### QUOTED PASSAGE
++++++++++++++++++++

In its observations of firms’ supervisory systems, FINRA identified certain effective methods to mitigate the risks associated with the described red flags. These include monitoring customer investments in low-priced securities and enhancing the supervision over representatives that trade in these securities. Account monitoring is a high priority—FINRA suggests an initial focus on establishing revised risk-based criteria (particularly for specified adults and seniors) that can serve to identify unusual purchases of low-priced securities and trigger outreach to customers “to determine if these decisions were the result of solicitation or influence by a third party.”

FINRA also suggests additional controls on “account and share acceptance,” to determine the characteristics of securities that investors would be allowed to hold and transact from their accounts, for example. These may include “risk-based acceptance policies” on low-priced security deposits (i.e. whether the issuer is listed on an exchange), or requiring AML department approval for exceptions to firm policies on transacting in low priced securities.

Finally, FINRA reaffirmed the AML suspicious activity and fraud reporting rules required of its members and reiterated the Bank Secrecy Act (“BSA”) obligations to conduct ongoing customer due diligence, including ongoing monitoring to identify and report suspicious transactions to FinCEN.

Conclusion

Policies and practices on low-priced securities transactions touch on numerous compliance areas, including fraud, financial crime and AML. The consolidation of many previously highlighted red flags for detecting suspicious microcap or penny stock transaction activity is consistent with the prevailing concern across the regulatory enforcement landscape of an increase in bad actors looking for greater opportunities to defraud investors.

++++++++++++++++++++

### DATA EXTRACTS
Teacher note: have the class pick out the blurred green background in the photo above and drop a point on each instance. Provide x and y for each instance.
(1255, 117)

++++++++++++++++++++

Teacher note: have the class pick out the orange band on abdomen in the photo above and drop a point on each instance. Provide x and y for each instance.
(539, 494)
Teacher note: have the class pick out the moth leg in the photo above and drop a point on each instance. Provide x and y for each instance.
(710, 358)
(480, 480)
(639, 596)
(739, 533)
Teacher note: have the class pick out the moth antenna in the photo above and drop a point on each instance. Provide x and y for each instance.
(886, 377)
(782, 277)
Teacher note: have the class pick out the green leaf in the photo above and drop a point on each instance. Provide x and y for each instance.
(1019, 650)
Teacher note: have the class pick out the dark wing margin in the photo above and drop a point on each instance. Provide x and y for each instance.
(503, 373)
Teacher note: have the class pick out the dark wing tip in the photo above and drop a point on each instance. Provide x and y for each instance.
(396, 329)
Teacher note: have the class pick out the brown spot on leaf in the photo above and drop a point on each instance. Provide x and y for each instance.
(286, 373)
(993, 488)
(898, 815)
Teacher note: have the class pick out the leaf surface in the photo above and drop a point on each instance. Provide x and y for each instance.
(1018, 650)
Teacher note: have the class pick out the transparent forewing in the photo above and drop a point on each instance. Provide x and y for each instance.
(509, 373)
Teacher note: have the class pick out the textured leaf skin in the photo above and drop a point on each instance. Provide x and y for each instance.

++++++++++++++++++++

### PROBLEMS TO WORK ON
**a.** Translate this sentence from the text on FINRA and low-priced securities into Spanish: "Policies and practices on low-priced securities transactions touch on numerous compliance areas, including fraud, financial crime and AML."
**b.** Write the next part of the text on FINRA and low-priced securities, starting after its final sentence.
None of the lines are needed for this work.

### OUTPUTS FOR THE TASKS
**a.** Las políticas y prácticas sobre las transacciones con valores de bajo precio abarcan numerosas áreas de cumplimiento, entre ellas el fraude, los delitos financieros y la prevención del lavado de dinero (AML).

**b.**
FINRA’s recommendations for tightening up the supervision, monitoring and reporting processes are intended to deal with evolving markets (e.g. COVID and cannabis products and services). The prescriptions are entirely consistent with broader trends in AML enforcement. In a recent Bates White Paper covering the passage of the Anti-Money Laundering Act of 2020 (AMLA), Edward Longridge, Managing Director of Bates Group’s AML & Financial Crimes Practice considered the abundant red flag guidance around fraud during COVID-19:

“When a regulator issues such guidance, firms have to incorporate it. AML officers know that firms will be examined on it. Against the backdrop of COVID, these alerts put increasing pressure on AML departments to keep up…AMLA requires making the SARs process more efficient, including automating types of SARs so the SARs review teams and the transaction monitoring investigation teams are focusing on the really critical SARs and having very good information fed back to FinCEN.”

While it remains to be seen if the urgency around the monitoring of low-priced securities transactions evolving will coalesce with a FinTech solution that would satisfy the AMLA, these conversations is part of an evolving framework for addressing the ongoing challenges.